» Task instructions
Please copy out each of the records below word for word, leaving the pictures out.

» Source material

+ + + + +

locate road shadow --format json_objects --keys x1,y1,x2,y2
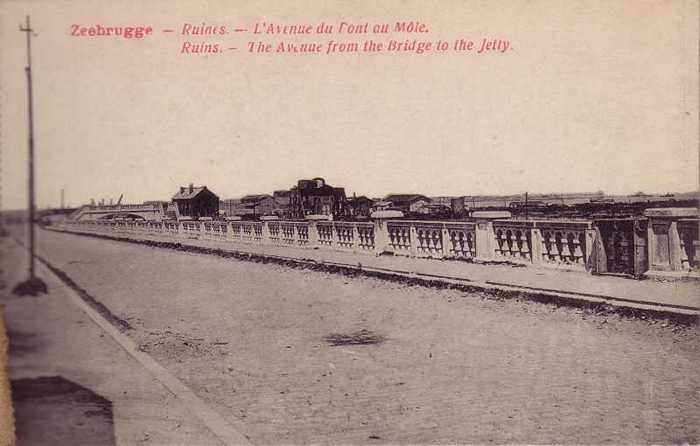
[
  {"x1": 7, "y1": 330, "x2": 42, "y2": 358},
  {"x1": 12, "y1": 376, "x2": 116, "y2": 446}
]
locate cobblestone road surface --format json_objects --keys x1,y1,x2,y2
[{"x1": 8, "y1": 231, "x2": 700, "y2": 444}]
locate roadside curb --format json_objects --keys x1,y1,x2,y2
[
  {"x1": 49, "y1": 229, "x2": 700, "y2": 325},
  {"x1": 0, "y1": 306, "x2": 16, "y2": 446}
]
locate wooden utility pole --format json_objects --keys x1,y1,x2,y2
[
  {"x1": 15, "y1": 16, "x2": 46, "y2": 295},
  {"x1": 19, "y1": 16, "x2": 35, "y2": 280}
]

+ + + + +

» Expected answer
locate road shadow --format json_objects --keys x1,y1,x2,y2
[
  {"x1": 7, "y1": 330, "x2": 42, "y2": 358},
  {"x1": 12, "y1": 376, "x2": 116, "y2": 446}
]
locate cobblestone road surface --format json_objects --keys x1,y1,x2,y2
[{"x1": 8, "y1": 231, "x2": 700, "y2": 444}]
locate roadside curb --format json_objects --keys x1,y1,x2,y2
[
  {"x1": 49, "y1": 229, "x2": 700, "y2": 325},
  {"x1": 0, "y1": 306, "x2": 16, "y2": 446}
]
locate wooden utility pole --format json_objects --keys x1,y1,x2,y2
[
  {"x1": 15, "y1": 16, "x2": 46, "y2": 295},
  {"x1": 19, "y1": 16, "x2": 35, "y2": 280}
]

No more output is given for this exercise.